_Reading text_:
BEGIN

Mozilla is an organization that prides itself on openness and equality, on
being inclusive as an organization and a culture. This is reflected in its
products, in many different ways—all of them good, generally speaking.

The CEO is the figurehead of a company or organization; they have to represent
the company, establish its culture, define its vision, and so forth and so
forth.

Having a CEO who has a history of donating to an anti-equality campaign, an
act that very strongly suggests having an unequal view of certain groups of
people (LGBTQ folks in this case), does not mesh with an organization that
prides itself on equality (among other things). They are pretty mutually
exclusive.

It was already a conflict with Eich as CTO, but at least in that position he
had no say over the company culture or its policies when it comes to _people_
, just technology. As CEO, all that changed.

END

_Assigned task_: Carry on the piece about Mozilla and its CEO, starting after its last sentence. The lines after this text have nothing to do with it.

_Information supplied_:

BEGIN

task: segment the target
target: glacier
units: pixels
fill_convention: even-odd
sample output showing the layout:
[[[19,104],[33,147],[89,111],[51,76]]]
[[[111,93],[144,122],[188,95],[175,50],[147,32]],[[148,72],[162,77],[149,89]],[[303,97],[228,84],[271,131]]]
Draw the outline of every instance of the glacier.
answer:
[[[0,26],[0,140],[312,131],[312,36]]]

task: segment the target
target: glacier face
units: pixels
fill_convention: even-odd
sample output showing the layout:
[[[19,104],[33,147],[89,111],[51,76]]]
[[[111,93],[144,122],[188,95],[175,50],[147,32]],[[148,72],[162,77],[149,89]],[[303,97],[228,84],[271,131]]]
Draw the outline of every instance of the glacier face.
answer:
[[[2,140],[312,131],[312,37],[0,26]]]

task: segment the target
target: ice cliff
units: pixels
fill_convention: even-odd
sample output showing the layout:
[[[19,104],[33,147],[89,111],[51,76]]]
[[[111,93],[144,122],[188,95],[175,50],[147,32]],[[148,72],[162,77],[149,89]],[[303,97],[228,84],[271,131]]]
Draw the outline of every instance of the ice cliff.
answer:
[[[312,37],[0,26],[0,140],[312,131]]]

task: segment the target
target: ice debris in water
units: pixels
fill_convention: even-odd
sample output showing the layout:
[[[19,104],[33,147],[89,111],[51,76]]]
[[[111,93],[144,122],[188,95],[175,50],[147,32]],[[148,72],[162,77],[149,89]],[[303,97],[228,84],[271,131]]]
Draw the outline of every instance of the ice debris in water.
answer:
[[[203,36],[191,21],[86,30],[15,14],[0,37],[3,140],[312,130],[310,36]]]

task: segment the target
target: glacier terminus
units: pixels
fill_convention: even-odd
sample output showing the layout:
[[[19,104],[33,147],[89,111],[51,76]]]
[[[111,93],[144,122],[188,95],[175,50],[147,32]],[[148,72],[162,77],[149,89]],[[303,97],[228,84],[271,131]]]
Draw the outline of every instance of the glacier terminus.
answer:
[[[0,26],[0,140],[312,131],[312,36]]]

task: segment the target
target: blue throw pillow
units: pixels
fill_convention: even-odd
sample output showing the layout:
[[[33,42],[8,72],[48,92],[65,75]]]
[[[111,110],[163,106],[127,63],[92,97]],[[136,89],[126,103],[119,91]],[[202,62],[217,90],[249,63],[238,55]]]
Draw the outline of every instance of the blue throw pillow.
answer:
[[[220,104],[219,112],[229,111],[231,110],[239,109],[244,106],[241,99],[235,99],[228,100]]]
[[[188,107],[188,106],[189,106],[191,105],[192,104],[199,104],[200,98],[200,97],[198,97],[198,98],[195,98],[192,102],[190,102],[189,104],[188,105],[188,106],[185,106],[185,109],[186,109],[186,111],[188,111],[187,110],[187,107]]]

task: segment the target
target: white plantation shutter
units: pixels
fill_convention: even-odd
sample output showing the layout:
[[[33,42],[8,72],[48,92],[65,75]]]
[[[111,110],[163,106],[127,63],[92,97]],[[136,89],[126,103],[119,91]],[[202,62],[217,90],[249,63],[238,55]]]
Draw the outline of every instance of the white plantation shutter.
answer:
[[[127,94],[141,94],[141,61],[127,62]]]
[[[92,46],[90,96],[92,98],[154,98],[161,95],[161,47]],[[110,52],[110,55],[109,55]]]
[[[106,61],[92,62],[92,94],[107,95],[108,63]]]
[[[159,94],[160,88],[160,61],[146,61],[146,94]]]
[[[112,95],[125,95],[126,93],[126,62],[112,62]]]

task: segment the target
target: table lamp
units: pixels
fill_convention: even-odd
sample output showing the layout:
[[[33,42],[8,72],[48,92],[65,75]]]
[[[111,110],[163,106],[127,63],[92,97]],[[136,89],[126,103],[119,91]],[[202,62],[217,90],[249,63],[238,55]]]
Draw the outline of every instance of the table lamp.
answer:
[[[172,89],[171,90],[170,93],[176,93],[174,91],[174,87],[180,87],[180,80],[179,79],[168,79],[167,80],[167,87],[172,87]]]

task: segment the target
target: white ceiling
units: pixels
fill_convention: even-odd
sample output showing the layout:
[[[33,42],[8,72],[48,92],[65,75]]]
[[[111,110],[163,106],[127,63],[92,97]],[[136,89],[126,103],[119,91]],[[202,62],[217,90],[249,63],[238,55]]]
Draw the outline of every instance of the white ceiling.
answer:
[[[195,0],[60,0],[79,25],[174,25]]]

END
BEGIN

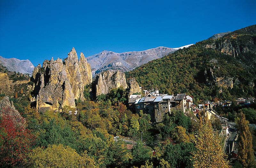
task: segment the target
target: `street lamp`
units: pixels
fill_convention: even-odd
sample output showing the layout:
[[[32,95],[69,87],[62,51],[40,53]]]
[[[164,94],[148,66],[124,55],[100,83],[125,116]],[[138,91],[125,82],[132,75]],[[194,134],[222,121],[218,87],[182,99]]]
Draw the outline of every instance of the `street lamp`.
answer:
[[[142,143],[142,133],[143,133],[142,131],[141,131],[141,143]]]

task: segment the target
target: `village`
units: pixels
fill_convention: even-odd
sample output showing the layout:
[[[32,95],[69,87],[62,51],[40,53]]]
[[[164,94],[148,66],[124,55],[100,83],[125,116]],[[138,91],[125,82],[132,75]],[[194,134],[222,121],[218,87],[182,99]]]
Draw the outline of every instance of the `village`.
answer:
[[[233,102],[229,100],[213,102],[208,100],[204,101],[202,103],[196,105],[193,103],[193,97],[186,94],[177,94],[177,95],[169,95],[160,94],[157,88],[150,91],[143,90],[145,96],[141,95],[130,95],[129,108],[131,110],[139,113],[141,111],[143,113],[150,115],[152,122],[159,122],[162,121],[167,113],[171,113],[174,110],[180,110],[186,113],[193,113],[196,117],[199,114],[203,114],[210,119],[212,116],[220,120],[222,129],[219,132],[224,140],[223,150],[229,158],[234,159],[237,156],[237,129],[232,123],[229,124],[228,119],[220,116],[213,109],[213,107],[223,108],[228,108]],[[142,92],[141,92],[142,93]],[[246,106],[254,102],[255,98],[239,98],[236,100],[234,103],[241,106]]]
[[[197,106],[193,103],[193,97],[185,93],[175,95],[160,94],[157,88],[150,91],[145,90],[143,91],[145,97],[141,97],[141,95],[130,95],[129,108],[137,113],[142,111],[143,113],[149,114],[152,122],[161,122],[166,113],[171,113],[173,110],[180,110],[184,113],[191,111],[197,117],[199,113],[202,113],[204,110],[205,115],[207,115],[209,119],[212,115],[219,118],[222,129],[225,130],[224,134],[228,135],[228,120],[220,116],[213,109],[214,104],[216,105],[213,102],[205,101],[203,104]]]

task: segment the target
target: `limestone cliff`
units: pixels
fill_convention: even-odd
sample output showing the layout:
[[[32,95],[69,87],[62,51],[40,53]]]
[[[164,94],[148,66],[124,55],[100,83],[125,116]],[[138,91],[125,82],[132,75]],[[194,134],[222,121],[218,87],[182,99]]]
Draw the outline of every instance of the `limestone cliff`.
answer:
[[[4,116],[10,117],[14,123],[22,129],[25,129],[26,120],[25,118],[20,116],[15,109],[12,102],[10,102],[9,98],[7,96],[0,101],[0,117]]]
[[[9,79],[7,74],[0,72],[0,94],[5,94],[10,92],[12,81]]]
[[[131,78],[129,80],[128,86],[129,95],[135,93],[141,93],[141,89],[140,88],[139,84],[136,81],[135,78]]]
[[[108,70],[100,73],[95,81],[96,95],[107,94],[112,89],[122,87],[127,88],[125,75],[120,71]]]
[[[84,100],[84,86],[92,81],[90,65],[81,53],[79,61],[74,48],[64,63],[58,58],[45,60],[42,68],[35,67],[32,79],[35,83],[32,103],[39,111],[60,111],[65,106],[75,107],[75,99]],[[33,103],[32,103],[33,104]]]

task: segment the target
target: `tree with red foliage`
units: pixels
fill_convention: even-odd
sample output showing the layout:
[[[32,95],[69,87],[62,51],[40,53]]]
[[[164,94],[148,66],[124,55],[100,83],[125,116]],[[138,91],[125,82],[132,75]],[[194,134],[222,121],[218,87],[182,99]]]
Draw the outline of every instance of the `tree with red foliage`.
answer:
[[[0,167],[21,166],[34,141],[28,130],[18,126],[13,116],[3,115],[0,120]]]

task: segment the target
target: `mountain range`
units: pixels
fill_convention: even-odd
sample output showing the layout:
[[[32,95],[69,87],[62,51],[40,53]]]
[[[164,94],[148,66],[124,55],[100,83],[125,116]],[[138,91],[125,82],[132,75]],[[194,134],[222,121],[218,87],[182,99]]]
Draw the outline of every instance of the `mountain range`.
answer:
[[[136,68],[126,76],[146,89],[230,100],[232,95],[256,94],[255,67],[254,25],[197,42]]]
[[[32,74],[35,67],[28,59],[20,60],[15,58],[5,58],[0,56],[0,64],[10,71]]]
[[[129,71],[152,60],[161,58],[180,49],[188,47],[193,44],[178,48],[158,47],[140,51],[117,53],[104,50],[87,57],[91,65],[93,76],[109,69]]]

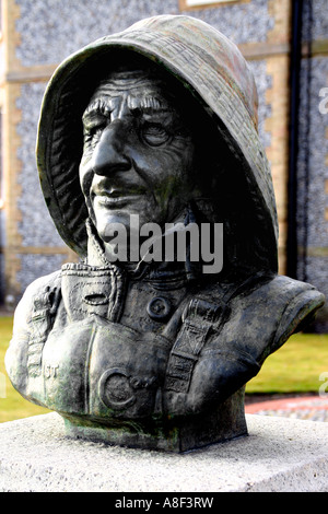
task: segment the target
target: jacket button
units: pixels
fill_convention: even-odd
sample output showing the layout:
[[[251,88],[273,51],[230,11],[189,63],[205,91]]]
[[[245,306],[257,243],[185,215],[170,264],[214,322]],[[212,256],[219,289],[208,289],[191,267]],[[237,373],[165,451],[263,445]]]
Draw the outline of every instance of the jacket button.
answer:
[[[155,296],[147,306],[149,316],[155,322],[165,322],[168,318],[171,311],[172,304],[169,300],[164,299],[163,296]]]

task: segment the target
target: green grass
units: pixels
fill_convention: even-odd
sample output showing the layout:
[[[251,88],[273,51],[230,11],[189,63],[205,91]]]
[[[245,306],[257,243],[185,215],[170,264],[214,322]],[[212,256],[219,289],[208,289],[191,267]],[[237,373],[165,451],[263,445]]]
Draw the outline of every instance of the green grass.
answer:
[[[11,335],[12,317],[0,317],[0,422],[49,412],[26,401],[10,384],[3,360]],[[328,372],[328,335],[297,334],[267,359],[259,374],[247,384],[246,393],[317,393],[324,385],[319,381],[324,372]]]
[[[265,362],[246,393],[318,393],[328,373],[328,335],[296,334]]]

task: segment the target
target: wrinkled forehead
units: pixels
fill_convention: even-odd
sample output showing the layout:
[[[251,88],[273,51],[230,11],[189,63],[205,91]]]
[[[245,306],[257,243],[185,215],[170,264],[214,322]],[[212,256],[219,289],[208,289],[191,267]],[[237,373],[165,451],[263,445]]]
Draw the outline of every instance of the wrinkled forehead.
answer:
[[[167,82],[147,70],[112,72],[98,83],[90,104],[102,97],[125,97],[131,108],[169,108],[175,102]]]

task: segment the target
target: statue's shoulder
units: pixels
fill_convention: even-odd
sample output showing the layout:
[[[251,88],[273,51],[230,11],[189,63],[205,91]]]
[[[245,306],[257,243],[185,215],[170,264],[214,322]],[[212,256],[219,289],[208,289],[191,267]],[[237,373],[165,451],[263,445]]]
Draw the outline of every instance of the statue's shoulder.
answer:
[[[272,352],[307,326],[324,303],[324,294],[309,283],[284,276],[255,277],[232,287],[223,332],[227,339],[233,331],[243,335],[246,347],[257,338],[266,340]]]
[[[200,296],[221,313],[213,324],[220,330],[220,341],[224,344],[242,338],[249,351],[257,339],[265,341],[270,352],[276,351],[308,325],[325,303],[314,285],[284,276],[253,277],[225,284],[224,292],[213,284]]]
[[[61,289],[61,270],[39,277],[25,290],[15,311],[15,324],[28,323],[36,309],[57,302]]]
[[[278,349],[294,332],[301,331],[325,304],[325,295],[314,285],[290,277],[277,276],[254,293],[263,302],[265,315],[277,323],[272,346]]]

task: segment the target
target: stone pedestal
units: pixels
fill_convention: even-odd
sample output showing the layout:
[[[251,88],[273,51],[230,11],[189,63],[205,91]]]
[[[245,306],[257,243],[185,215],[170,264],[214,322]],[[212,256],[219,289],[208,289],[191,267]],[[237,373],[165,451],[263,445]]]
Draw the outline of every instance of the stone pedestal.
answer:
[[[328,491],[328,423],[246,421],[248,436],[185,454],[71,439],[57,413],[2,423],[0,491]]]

END

_Response_:
Additionally, by making a donation to (what is essentially) a campaign of
hatred (and FUD), he took it WAY beyond a personal belief or view. Expressing
your views in public or making a donation that way is an act, not merely
"holding an opinion", and actions matter. His action in the form of the
donation harmed the lives of thousands of people, with no justifiable cause
for it.

Now, there's tons of people who hold such bigoted views and even express them
in the form of acts through public statements or donations, but _most_ of the
time we don't award those people with the CEO position of a major corporation.

(to clarify how this is not a litmus test: while it sure can be applied that
way, plenty of organizations have bigots as CEOs — see e.g. Chick-fil-A — but
what’s mainly happening here is that it is simply a matter of bad judgement
and people objecting to the appointment because he's unfit to lead an org like
Mozilla)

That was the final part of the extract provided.